[Begin TEXT PROVIDED]
Abstract:
An externally located crashworthy self-sealing fuel tank for use in combination with military aircraft is provided. The tank, having a cross-sectional shape with a substantially flat top and a shallow catenary extending below the flat top, is suspended within a hammock which is connected to the underside of the aircraft. This installation eliminates the normal surrounding structure which would tend to tumble incoming projectiles and increase the severity of tank wounds, minimizes the damaging effect of hydraulic ram upon the aircraft structure and minimizes hazards of explosions or fires by eliminating voids or cavities adjacent to the fuel tank.

Description:
FIELD OF THE INVENTION 
     The present invention relates to aircraft fuel tanks and has particular reference to external fuel tanks for helicopters. 
     SUMMARY OF THE PRESENT INVENTION 
     Conventional self-sealing fuel tanks are installed in the interior of military aircraft and depend upon the surrounding structure and backing board for support and self-sealing capability. Unfortunately the surrounding structure, rather than protecting the tank, causes projectiles to tumble before reaching the fuel tank, thereby contributing to the severity of the damage. Tumbling causes the projectile to puncture a greater sized hole in the fuel tank. Additionally, the tumbling action increases the effects of hydraulic ram which is present whether or not there is tumbling.
[End TEXT PROVIDED]
[Begin SOURCE DATA]
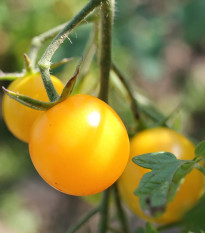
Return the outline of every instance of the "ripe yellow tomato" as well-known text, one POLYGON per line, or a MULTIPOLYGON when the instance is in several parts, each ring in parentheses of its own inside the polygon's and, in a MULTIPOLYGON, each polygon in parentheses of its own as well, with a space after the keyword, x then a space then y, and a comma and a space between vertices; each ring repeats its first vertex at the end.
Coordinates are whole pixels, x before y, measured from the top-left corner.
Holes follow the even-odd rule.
[End SOURCE DATA]
PROBLEM REQUIREMENTS —
Copy the external fuel tank text from above word for word, in full.

WORKED ANSWER —
Abstract:
An externally located crashworthy self-sealing fuel tank for use in combination with military aircraft is provided. The tank, having a cross-sectional shape with a substantially flat top and a shallow catenary extending below the flat top, is suspended within a hammock which is connected to the underside of the aircraft. This installation eliminates the normal surrounding structure which would tend to tumble incoming projectiles and increase the severity of tank wounds, minimizes the damaging effect of hydraulic ram upon the aircraft structure and minimizes hazards of explosions or fires by eliminating voids or cavities adjacent to the fuel tank.

Description:
FIELD OF THE INVENTION 
     The present invention relates to aircraft fuel tanks and has particular reference to external fuel tanks for helicopters. 
     SUMMARY OF THE PRESENT INVENTION 
     Conventional self-sealing fuel tanks are installed in the interior of military aircraft and depend upon the surrounding structure and backing board for support and self-sealing capability. Unfortunately the surrounding structure, rather than protecting the tank, causes projectiles to tumble before reaching the fuel tank, thereby contributing to the severity of the damage. Tumbling causes the projectile to puncture a greater sized hole in the fuel tank. Additionally, the tumbling action increases the effects of hydraulic ram which is present whether or not there is tumbling.